Given records Block Start

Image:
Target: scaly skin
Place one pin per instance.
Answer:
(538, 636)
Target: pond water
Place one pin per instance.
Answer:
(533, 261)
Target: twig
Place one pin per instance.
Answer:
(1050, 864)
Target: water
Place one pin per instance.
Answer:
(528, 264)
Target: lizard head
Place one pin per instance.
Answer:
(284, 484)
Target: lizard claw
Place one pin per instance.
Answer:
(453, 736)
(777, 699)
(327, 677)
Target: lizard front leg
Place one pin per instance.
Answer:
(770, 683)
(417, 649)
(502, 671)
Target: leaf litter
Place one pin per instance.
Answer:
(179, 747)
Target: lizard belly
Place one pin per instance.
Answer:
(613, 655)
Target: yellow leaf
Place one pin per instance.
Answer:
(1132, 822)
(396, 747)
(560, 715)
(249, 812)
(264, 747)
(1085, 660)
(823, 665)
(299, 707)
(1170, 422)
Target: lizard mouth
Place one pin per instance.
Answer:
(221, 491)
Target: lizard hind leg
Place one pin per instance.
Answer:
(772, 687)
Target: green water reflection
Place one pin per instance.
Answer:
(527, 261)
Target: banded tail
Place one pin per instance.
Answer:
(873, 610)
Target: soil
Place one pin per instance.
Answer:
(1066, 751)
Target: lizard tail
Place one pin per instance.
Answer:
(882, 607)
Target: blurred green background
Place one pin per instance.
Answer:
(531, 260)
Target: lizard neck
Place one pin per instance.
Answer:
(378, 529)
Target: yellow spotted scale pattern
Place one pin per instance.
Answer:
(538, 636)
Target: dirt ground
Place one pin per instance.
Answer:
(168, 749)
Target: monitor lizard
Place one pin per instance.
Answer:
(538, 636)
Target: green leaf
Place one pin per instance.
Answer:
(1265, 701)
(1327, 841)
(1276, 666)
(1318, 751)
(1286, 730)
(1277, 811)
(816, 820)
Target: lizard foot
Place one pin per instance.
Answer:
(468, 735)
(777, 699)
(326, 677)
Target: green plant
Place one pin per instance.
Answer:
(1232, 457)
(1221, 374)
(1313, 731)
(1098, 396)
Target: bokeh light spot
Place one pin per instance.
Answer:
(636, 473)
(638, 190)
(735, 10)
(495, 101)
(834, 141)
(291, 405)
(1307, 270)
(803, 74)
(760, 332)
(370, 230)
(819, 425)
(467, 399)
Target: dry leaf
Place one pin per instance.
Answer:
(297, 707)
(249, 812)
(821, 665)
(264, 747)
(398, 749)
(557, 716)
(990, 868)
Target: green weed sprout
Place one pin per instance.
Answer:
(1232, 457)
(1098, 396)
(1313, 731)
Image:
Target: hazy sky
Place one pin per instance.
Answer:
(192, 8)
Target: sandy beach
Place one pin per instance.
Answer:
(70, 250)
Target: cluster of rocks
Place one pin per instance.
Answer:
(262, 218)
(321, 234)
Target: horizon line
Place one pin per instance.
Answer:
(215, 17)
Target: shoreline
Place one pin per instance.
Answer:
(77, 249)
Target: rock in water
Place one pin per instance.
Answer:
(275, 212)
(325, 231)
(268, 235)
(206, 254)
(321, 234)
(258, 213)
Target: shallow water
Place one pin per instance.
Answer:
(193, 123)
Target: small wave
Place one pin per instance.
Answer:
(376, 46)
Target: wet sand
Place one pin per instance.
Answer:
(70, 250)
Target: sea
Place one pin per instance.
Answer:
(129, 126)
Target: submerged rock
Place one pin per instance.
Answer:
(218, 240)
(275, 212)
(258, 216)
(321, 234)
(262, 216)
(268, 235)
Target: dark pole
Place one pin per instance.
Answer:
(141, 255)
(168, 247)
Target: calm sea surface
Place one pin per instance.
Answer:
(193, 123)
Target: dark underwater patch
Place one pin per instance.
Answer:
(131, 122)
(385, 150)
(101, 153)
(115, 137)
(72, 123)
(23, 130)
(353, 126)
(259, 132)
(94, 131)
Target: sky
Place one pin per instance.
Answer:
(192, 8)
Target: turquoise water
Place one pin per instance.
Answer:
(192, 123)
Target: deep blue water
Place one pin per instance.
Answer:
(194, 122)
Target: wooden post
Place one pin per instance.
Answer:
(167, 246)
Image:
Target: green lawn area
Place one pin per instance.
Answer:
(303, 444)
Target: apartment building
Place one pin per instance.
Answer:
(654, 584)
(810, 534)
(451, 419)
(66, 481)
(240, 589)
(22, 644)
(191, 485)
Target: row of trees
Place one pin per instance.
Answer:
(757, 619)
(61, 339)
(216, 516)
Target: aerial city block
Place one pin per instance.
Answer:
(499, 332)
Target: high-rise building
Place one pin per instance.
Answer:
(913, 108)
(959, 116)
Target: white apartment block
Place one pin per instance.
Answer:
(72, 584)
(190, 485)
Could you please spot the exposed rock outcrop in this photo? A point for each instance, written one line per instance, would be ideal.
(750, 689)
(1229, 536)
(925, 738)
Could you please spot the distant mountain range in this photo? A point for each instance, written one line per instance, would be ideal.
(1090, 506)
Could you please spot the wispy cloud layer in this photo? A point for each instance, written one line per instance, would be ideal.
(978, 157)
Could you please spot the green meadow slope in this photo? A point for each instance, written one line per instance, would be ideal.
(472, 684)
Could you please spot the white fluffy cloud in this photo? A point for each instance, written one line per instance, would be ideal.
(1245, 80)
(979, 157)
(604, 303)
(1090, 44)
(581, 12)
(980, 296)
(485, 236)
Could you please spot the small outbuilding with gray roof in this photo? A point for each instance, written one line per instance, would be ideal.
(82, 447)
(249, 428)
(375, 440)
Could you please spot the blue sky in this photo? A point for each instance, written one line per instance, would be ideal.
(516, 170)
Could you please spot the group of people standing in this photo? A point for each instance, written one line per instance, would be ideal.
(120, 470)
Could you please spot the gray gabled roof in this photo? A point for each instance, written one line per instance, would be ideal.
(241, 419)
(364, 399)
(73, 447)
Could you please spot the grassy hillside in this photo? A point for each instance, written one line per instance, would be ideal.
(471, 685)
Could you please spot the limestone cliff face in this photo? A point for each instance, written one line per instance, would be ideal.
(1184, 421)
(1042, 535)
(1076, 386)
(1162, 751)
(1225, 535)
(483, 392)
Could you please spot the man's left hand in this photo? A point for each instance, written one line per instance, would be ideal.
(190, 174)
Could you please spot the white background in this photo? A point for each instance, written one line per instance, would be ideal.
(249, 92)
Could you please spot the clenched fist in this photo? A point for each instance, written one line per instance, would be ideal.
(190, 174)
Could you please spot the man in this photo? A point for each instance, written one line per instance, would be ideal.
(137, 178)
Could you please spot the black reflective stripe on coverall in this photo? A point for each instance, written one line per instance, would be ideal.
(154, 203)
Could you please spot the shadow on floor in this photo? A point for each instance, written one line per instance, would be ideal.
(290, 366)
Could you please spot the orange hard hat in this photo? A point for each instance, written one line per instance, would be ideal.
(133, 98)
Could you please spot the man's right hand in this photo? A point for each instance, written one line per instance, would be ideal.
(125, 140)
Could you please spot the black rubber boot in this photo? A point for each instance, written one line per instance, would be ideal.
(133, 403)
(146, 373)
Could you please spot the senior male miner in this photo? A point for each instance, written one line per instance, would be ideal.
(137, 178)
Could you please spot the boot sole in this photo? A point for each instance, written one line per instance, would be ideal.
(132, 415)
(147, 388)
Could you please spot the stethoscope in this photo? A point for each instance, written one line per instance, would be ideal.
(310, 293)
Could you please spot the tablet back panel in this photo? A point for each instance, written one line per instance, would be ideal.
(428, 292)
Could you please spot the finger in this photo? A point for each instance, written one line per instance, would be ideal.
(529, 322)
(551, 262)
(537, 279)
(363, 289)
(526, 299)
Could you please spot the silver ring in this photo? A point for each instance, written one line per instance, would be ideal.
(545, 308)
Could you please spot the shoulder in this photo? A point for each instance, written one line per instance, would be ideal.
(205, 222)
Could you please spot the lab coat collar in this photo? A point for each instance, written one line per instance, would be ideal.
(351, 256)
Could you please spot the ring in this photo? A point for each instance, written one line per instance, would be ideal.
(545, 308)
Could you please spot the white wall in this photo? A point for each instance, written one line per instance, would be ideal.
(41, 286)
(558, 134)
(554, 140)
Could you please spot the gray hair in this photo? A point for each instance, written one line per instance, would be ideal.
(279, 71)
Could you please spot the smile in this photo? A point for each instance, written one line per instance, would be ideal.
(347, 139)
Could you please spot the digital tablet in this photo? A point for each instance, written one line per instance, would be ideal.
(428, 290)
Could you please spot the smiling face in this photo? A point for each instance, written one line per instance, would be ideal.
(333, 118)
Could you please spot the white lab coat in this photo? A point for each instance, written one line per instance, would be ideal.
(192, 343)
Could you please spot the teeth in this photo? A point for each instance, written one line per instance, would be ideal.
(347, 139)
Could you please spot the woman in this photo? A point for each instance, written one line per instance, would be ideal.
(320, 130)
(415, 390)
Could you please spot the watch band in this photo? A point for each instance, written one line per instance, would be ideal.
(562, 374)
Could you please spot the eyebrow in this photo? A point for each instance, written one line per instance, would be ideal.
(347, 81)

Given records Block End

_Exercise aim:_
What is needed is an exact copy of the entries above, from the first line through the line holding "Target: lizard neck", with both of those lines kept; please give nothing else.

_Answer below:_
Image:
Target: scaly skin
Place one pin per instance.
Answer:
(538, 636)
Target: pond water
Place one pin per instance.
Answer:
(533, 261)
Target: twig
Place one pin per instance.
Answer:
(1050, 864)
Target: water
Place one pin per instance.
Answer:
(528, 264)
Target: lizard head
Place one pin per instance.
Answer:
(284, 484)
Target: lizard claw
Place one pin per instance.
Answer:
(453, 736)
(777, 699)
(327, 677)
Target: lizard front leg
Place one pin per instance.
Answer:
(770, 683)
(417, 649)
(502, 671)
Target: leaf litter
Place one pin per instance.
Answer:
(179, 747)
Target: lizard belly
Place one pin per instance.
Answer:
(613, 655)
Target: yellow leaf
Place one pin per instance.
Answer:
(1132, 822)
(396, 747)
(560, 715)
(249, 812)
(264, 747)
(1085, 660)
(823, 665)
(299, 707)
(1170, 422)
Target: lizard mouth
Place one pin per instance.
Answer:
(221, 491)
Target: lizard hind leg
Place one pin per instance.
Answer:
(772, 687)
Target: green water reflection
Place one pin per instance.
Answer:
(527, 261)
Target: banded tail
Place one pin per instance.
Answer:
(873, 610)
Target: soil
Place one pin per instance.
Answer:
(1066, 751)
Target: lizard tail
Place one pin per instance.
Answer:
(882, 607)
Target: blurred green background
Place one pin per instance.
Answer:
(531, 260)
Target: lizard neck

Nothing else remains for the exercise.